- [Excerpted passage]:
Around the time I started my journey of re-discovery in the world of sports cards in fall of 2020, I was talking to my best friend since childhood, Casey, about collecting. He’s been a lifelong collector of a lot of things: comic books, Magic: The Gathering cards, books, toys, video games, movies, and even sports cards for a brief time in our childhood. We often talk about collecting, and our philosophies behind why we collect things. We’re both drawn to things that are a little odd, a little offbeat in some way, and as I was telling him about my rekindled fervor for sports cards, he said something along the lines of “I wish you’d started collecting earlier, I often see Allen & Ginter cards at the store and think about you. I would have probably bought you some for a birthday or something by now.”
Ah yes, Allen & Ginter. The odd, offbeat jewel in the Topps crown. A&G includes baseball players, singers, bloggers, authors, monsters, farm implements, minerals … it’s a set of collecting cards quite unlike any other. Even before I started collecting again, I’d heard about Allen & Ginter, a brand that Topps had resurrected from the earliest days of tobacco cards to create sets featuring chase cards with strands of George Washington’s hair, to recall one memorable insert I’d heard about in past years. But since I’d started collecting again, I’d not explored that set myself.

- [Excerpted records]:
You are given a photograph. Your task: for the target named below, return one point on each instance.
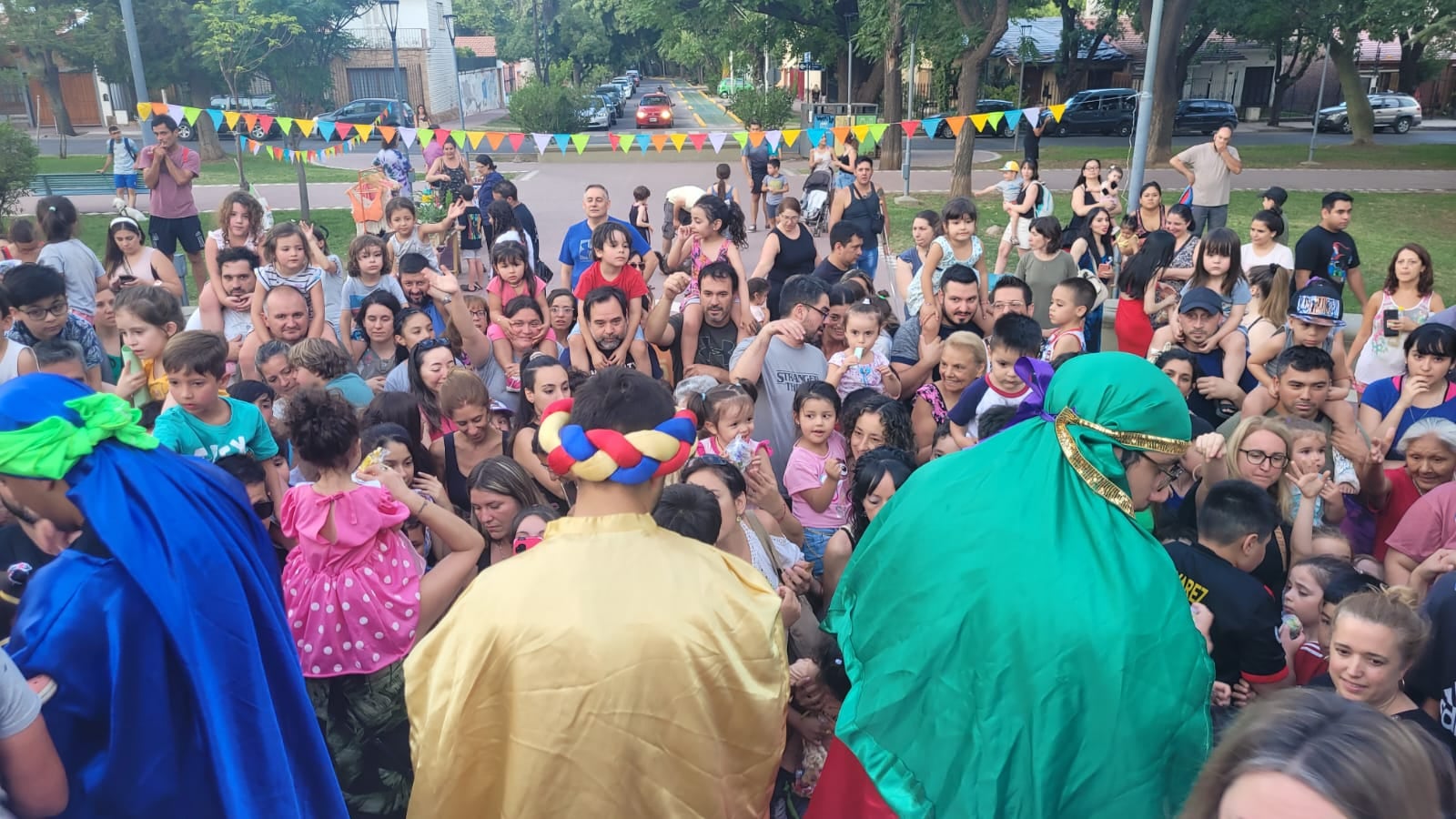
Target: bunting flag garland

--

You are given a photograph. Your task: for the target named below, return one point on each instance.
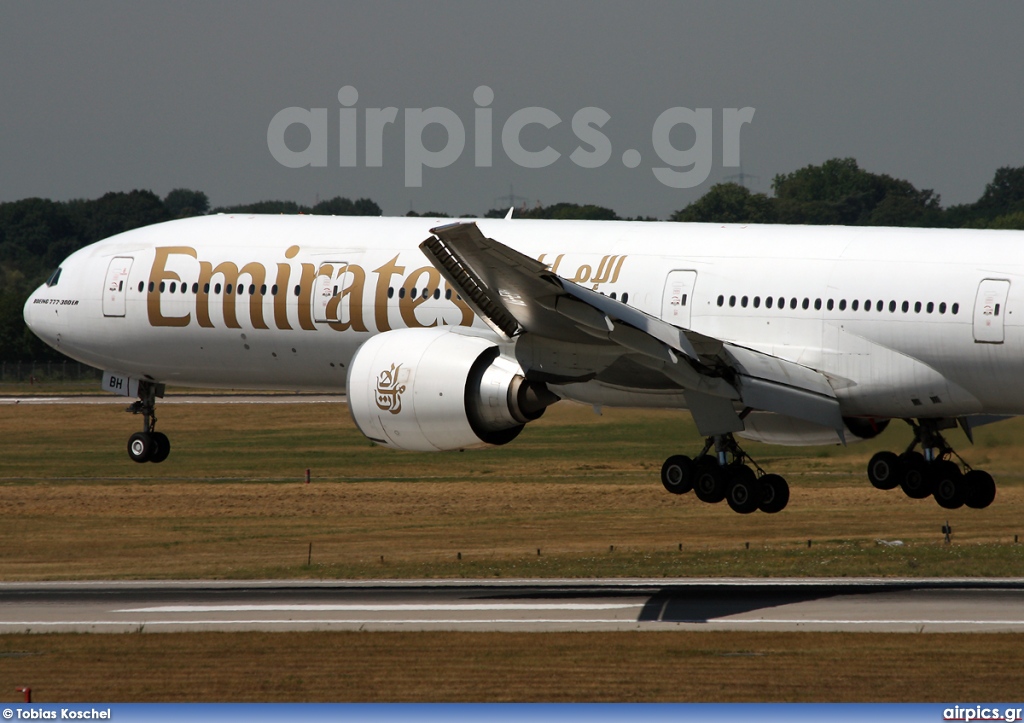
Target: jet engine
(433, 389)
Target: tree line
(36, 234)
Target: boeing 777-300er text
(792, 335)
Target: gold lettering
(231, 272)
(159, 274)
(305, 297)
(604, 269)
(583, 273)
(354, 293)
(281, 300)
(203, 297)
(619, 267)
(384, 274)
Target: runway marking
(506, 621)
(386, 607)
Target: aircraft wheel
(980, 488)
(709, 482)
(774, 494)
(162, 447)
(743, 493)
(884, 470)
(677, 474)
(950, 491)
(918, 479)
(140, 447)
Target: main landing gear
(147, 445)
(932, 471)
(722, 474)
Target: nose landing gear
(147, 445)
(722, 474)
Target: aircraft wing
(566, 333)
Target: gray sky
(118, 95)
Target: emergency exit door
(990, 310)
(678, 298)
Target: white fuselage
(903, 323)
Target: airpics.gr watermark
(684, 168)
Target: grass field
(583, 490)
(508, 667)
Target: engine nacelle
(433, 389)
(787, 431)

---

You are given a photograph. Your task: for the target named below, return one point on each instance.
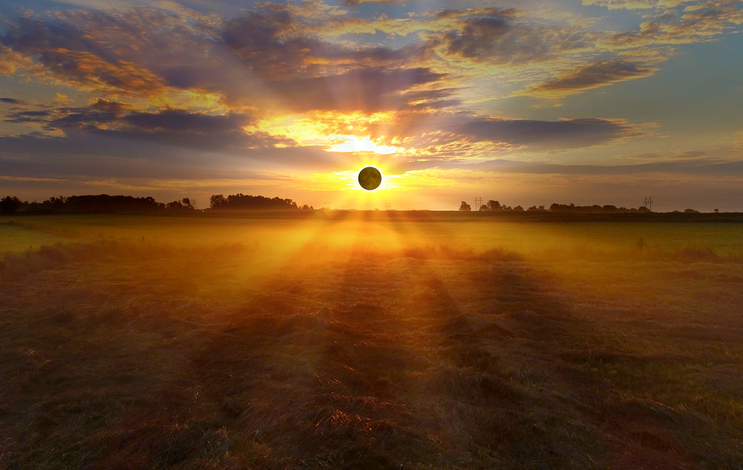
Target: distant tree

- [Given instruction A]: Can you duplicate the part of the Allen & Ginter passage that opens with the words containing "Ah yes, Allen" and closes with "that set myself."?
- [Given instruction B]: How would you sum up the Allen & Ginter passage in two sentences?

- [Complete output A]:
Ah yes, Allen & Ginter. The odd, offbeat jewel in the Topps crown. A&G includes baseball players, singers, bloggers, authors, monsters, farm implements, minerals … it’s a set of collecting cards quite unlike any other. Even before I started collecting again, I’d heard about Allen & Ginter, a brand that Topps had resurrected from the earliest days of tobacco cards to create sets featuring chase cards with strands of George Washington’s hair, to recall one memorable insert I’d heard about in past years. But since I’d started collecting again, I’d not explored that set myself.

- [Complete output B]: After returning to sports card collecting in fall 2020, the writer talked about it with Casey, a childhood best friend and lifelong collector, who said that seeing Allen & Ginter cards at the store often brought the writer to mind. Allen & Ginter is an unusual Topps brand revived from the early days of tobacco cards, with subjects ranging from baseball players to minerals, and the writer had heard of it but had not yet explored the set.